Many questions about the future of British politics are resounding today. Like where to emigrate to, or whether Russia Today will hire George Galloway as creative director. But another major question is who will be next to lead the Labour Party, Liberal Democrats and UKIP? Miliband, Clegg, Farage—all undeniably tough acts to follow. Here are some of the contenders:
The Labour party have fucked it right up. After five years of austerity basically goading people to hate the Tories, they've managed to lose seats since 2010.
Taking "absolute responsibility for the result," Ed Miliband has called it a day as Labour Party leader. Just yesterday he was sitting on the Labour Battle Bus planning new tiling for the Prime Ministerial en suite, and now he'll just have to redecorate one of his kitchens.
Not wanting to be left out of the Resignation Game, Harriet Harman will step down as Deputy Leader when Miliband's successor is found.
New rules in the party mean any future leader will be elected under a one-member, one-vote system, which is going to reduce the power of trade unions in the vote compared to last time.
As is always the way with Labour, what will follow is a battle between the left and right—those who think it went to shit because the party hasn't been chasing UKIP enough to keep up with their anti-immigrant rhetoric, and those on the left who are 100 percent certain that a return to the policies of Michael Foot would revitalize the party.
Ed Balls, Shadow Chancellor of Ed Balls fame, was a likely contender, but also a high-profile casualty of last night's shoddy performance; he's now lost his seat.
Chuka Umunna is currently the bookies favorite. Having been the Shadow Business Secretary since 2011, he would be the first black leader of the Labour Party. Just earlier this morning, Umunna was telling everyone he was "absolutely" behind Ed Miliband as leader, but now he's being primed to take the top job. A fan of Blue Labour, Umunna reckons that working-class voters will return to voting Labour through socially conservative policies on issues such as immigration and the EU.
Speaking back in 2011, Umunna said, "We cannot presume the pain of government cuts will deliver victory in 2015," and that Blue Labour "provides the seeds of national renewal." The Daily Mail have called him "the black Blair," and back in 2013 a computer at his own law firm was used to edit his Wikipedia page, to suggest that he "may end up as the UK's Barack Obama."
WATCH: 'The New Wave: Meet the Young Politicians Aiming to Shake Up Westminster with the Outsider Parties':
Andy Burnham, shadow Health Secretary, is also looking likely to throw his hat in to the ring, despite only coming fourth out of five in the last leadership race, losing out to Miliband with just 8.68 percent of the vote. This time round he's being pushed as the favorite. A member of the party since the age of 14, Burnham served in the treasury under Gordon Brown and spent a year working with the Football Task Force to reform the game. Substantially to the left of Umunna, Burnham will likely garner the support of the unions, and with the party in desperate need to take back ground from the SNP north of the border, pushing a progressive agenda.

Written exercise A: In the excerpt on Labour leadership contenders, what share of the vote did Andy Burnham win in the last leadership race?

Data supplied:
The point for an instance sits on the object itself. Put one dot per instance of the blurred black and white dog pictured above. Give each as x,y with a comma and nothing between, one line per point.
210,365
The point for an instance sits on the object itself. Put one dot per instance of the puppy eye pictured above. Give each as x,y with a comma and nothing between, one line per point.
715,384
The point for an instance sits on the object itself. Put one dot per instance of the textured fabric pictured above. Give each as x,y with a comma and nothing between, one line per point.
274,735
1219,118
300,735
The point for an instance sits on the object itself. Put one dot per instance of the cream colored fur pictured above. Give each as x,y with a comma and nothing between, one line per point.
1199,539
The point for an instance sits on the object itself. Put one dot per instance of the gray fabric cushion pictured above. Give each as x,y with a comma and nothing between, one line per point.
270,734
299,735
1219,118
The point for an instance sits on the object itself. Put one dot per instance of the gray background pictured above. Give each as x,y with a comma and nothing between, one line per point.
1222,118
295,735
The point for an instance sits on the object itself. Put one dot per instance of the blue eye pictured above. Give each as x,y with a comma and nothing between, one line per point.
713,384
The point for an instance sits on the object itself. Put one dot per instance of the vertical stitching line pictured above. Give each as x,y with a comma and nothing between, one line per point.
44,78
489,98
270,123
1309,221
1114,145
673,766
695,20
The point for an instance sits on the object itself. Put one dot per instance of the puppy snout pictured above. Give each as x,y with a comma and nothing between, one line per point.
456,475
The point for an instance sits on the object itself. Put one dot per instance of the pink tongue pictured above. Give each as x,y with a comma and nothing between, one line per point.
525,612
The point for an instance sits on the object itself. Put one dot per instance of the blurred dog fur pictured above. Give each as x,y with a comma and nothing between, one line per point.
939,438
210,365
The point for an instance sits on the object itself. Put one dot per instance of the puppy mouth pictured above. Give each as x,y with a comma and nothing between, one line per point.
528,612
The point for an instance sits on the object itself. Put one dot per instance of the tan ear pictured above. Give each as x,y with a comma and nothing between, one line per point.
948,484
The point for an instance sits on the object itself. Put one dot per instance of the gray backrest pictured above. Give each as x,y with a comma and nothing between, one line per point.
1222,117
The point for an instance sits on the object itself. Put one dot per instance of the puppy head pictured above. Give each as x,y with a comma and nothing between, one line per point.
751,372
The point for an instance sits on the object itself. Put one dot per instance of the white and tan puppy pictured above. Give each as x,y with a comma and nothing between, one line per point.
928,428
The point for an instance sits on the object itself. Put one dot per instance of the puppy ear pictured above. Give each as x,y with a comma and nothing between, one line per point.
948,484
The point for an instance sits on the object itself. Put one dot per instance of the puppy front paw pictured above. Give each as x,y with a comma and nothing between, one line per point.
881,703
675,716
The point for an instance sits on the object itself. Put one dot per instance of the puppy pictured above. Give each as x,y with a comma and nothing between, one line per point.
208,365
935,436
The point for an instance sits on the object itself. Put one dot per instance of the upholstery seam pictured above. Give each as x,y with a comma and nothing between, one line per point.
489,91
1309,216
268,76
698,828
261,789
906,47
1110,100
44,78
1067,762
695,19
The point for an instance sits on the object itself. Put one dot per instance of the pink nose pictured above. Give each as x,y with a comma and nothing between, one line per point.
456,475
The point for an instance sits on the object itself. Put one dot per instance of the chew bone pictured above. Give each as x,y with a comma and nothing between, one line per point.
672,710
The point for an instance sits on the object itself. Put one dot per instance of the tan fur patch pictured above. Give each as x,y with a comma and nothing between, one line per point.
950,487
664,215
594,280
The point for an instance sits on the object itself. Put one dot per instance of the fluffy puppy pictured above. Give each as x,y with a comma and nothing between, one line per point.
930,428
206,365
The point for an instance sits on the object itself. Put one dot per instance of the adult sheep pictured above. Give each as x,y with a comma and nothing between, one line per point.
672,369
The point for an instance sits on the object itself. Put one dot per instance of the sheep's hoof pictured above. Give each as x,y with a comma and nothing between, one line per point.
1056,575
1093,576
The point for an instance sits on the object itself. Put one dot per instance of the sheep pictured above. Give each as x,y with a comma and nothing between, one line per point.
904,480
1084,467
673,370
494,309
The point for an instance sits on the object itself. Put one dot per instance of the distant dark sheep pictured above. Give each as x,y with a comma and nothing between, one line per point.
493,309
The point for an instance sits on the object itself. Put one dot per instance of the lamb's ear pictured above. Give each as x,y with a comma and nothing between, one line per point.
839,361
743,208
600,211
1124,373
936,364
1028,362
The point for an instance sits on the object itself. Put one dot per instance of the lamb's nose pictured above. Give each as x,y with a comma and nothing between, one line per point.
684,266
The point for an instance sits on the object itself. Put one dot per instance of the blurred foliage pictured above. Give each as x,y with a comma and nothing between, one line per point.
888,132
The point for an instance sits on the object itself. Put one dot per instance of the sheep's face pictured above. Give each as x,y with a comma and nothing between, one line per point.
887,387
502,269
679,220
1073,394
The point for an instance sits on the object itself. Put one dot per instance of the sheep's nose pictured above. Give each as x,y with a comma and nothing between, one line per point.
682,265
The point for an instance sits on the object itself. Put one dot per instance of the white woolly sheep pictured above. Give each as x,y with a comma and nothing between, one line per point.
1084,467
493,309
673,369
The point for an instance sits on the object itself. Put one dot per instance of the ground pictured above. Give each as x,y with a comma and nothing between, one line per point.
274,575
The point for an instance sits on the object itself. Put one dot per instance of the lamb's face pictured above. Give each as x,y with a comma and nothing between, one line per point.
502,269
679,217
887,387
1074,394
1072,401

==

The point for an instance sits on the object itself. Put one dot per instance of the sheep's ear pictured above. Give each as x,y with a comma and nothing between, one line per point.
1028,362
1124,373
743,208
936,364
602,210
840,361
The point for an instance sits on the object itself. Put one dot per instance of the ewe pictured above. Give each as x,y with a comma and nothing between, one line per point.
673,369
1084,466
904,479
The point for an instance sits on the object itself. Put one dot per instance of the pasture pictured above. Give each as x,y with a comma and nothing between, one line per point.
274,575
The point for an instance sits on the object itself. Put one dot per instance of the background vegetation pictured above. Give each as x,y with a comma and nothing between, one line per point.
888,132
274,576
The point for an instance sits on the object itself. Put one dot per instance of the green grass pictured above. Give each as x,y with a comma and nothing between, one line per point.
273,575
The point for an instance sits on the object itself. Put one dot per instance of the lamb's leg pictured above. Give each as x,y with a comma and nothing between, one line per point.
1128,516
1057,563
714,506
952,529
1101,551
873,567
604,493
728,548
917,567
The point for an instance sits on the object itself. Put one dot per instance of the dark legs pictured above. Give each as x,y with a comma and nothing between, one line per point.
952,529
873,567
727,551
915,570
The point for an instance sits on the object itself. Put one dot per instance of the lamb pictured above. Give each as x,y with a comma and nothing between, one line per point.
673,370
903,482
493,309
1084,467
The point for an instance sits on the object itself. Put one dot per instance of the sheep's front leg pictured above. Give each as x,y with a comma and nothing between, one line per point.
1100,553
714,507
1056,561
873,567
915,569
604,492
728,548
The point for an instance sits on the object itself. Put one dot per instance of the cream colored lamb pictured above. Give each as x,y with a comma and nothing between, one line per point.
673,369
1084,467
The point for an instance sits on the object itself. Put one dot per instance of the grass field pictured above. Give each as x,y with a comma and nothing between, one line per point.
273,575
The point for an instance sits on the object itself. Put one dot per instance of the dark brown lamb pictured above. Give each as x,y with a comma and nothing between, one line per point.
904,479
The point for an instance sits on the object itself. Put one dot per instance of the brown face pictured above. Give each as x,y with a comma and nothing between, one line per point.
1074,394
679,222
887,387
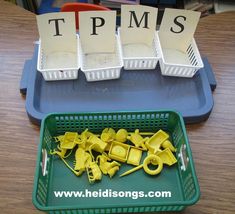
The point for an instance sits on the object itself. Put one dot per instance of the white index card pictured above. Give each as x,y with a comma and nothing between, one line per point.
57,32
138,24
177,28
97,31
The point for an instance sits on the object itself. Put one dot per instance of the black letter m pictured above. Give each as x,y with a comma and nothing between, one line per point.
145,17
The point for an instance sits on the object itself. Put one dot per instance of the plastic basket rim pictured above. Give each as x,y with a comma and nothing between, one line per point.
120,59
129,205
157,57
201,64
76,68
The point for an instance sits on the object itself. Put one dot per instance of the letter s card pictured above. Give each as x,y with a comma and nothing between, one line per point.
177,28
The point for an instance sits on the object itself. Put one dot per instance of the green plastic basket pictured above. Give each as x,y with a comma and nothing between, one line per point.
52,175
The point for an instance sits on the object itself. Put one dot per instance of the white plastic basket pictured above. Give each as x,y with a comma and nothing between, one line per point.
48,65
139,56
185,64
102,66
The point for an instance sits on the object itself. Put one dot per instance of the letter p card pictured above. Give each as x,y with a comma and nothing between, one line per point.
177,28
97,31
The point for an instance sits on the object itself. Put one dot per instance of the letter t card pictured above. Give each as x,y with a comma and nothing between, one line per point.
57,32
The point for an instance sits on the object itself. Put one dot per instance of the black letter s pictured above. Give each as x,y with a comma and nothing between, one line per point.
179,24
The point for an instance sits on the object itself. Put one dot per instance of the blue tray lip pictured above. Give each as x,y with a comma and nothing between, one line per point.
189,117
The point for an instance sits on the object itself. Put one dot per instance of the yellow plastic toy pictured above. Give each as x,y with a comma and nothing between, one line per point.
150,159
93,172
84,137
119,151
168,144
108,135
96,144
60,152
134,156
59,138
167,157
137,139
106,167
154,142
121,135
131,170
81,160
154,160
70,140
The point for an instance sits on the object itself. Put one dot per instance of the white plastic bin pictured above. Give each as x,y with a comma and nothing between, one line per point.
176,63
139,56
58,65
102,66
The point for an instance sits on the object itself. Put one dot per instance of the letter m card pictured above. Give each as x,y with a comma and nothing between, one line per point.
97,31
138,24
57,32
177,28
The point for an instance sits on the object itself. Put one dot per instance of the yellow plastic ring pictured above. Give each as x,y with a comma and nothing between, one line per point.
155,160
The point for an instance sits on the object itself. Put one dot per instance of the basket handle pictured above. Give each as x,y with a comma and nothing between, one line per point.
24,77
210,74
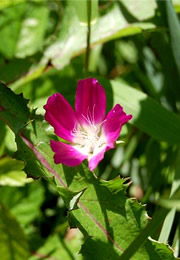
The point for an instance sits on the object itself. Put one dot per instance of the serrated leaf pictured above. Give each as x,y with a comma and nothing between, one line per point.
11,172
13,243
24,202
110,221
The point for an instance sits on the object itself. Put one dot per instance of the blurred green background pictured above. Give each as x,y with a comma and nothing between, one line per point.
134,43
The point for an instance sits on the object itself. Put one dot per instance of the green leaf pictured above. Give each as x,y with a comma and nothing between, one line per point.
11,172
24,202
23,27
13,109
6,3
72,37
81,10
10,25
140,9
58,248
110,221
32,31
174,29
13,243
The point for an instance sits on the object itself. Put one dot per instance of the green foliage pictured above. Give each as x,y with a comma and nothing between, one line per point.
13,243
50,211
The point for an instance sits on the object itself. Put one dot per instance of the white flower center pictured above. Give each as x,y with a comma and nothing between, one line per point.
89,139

Written exercise B: Which lines of the records contain the word "leaf"? Extract each of them, treating uppercase and lowercase as different.

Right answer A: 8.68 percent.

Right answer B:
The point for an instance sits on the object itself. Put one dot per instance of the serrated leaf pictured above. Give each as x,y with a comma and nothing between, one line per point.
The point for an instance sits on the object itself. Put one dot per instance of the green leaf pictured above. Give each as x,y with a comma and nothing between, one line per point.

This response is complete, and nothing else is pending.